## START SUPPLIED TEXT

# Car just won't stop overheating!!!



## scarulo (Dec 27, 2005)

Ok i have a 2004 Nissan Altima 2.5s and the dang car won't stop overheating. Everything is Nissan Original parts and so far I have replaced:

Thermostat
Valve Assyway
Waterpump (WHOLE PIECE)
Radiator cap
spark plugs
Oil Job
Radiator Flush

I took it to the Dealership and they told me it was the Cooling Fans. So i ws like ok, go for it change em.

DUDE my car is still overheating?!?!?!?! Can anyone please help me. So far i've put 600 bucks to fix this and I still dont have a resolution to my problem. 

Steve Carulo
[email protected]


----------



## KraZThug (Dec 27, 2005)

scarulo said:


> Ok i have a 2004 Nissan Altima 2.5s and the dang car won't stop overheating. Everything is Nissan Original parts and so far I have replaced:
> 
> Thermostat
> Valve Assyway
> ...


Well pimping hate to tell you if you have replaced all of that your last resource can be a blown head gasket. Does your car smoke? If you see white smoke its because its burning the water through the head gasket. :-\
Or just check for water leaks first.


----------



## metro273 (Sep 16, 2005)

scarulo said:


> Ok i have a 2004 Nissan Altima 2.5s and the dang car won't stop overheating. Everything is Nissan Original parts and so far I have replaced:
> 
> Thermostat
> Valve Assyway
> ...


HEAD GASKET... :thumbup: We've done plenty of them at the Nissan dealership I work at.


----------



## dvdswanson (Nov 6, 2005)

## END SUPPLIED TEXT
## START ENTRIES

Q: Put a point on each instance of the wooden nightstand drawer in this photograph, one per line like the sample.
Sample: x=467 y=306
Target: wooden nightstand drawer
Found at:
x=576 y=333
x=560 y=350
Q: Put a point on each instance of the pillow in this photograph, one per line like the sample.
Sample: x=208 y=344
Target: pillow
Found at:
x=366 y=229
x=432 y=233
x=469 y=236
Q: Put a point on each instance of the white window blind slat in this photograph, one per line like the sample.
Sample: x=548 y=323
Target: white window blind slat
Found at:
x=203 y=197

## END ENTRIES
## START ENTRIES

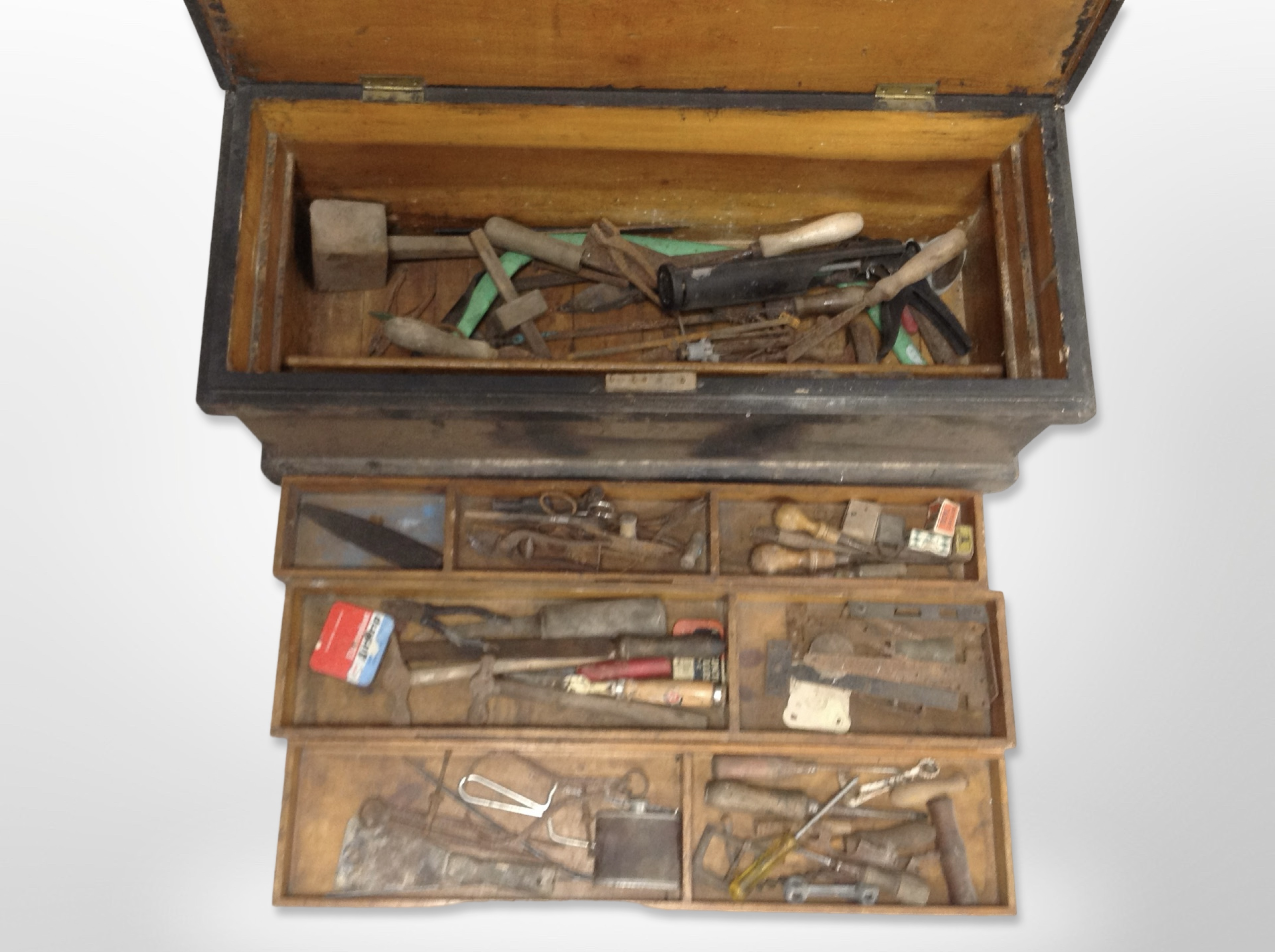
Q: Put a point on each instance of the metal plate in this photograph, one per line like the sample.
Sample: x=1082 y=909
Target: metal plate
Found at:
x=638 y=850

## END ENTRIES
## START ENTRIES

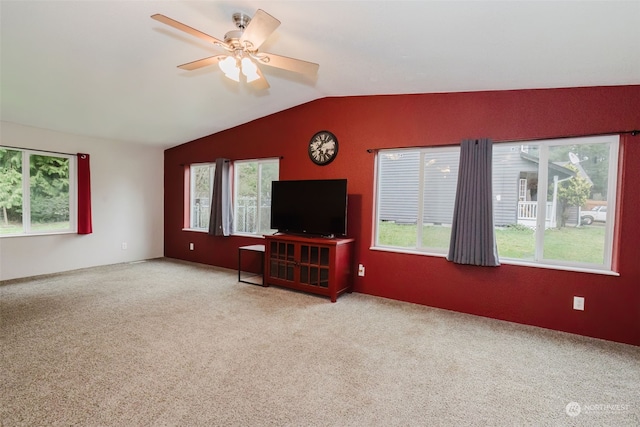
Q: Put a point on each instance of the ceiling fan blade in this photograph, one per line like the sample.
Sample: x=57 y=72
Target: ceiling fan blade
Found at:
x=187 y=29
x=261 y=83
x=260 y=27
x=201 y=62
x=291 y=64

## END ENTRIES

• _WHAT YOU NEED TO DO_
Carry on the forum thread about the overheating Altima from the point where it stops.

• _THE RESULT_
is it actually overheating or is the gauge telling you that? check the sending unit before dropping big bucks.


----------



## Bror Jace (Apr 26, 2003)

Yes, chronic overheating is _usually_ a sign of head-gasket leaking. 

Some of the classic signs such as white tailpipe smoke won't show up unless the leak is very big. 

The best way to look for evidence of this is to send a sample of your used oil to a lab like this and have a UOA done (Used Oil Analysis): 

http://www.blackstone-labs.com

They'll look for signs of excessive sodium and potassium and the accelerated wear that goes along with coolant leaks.

Cost is $20-$25


----------



## gfriedman (Oct 12, 2005)

Shouldn't this be a warranty item??


----------



## rps180 (Aug 20, 2005)

Or just pull the spark plugs and check to see if there is any signs of coolant fouling on the plug. It will be white.


----------



## Bror Jace (Apr 26, 2003)

The reason I push UOAs as the best test for coolant leaks is that they will show even _slight_ coolant leaks before the more obvious signs (such as white-fouled plugs) show up.


----------



## JoJap (Jan 14, 2006)

Get an actual thermometer and check the temperature of your cooling system when your guage says it is hot. Get your wife's kitchen thermometer... you know the one she uses to make sure the candy is hot... 

Just make sure and warm up your engine with the radiator cap OFF. Don't try to remove it when the engine is warm or you'll peel off the first layer of skin on your face.

Compare the temperature on the thermometer and your gauge.


----------



## VALERIE (Jan 4, 2006)

I just have a question regarding this. If you have a blown head-gasket, could this keep your car from starting?


----------



## KraZThug (Dec 27, 2005)

VALERIE said:


> I just have a question regarding this. If you have a blown head-gasket, could this keep your car from starting?


posibly because the engine would loose cranking compression on the cylinders depending on how bad it over heated and how bad the head gasket is.See what the specs cranking compression is, and do a cranking compression test.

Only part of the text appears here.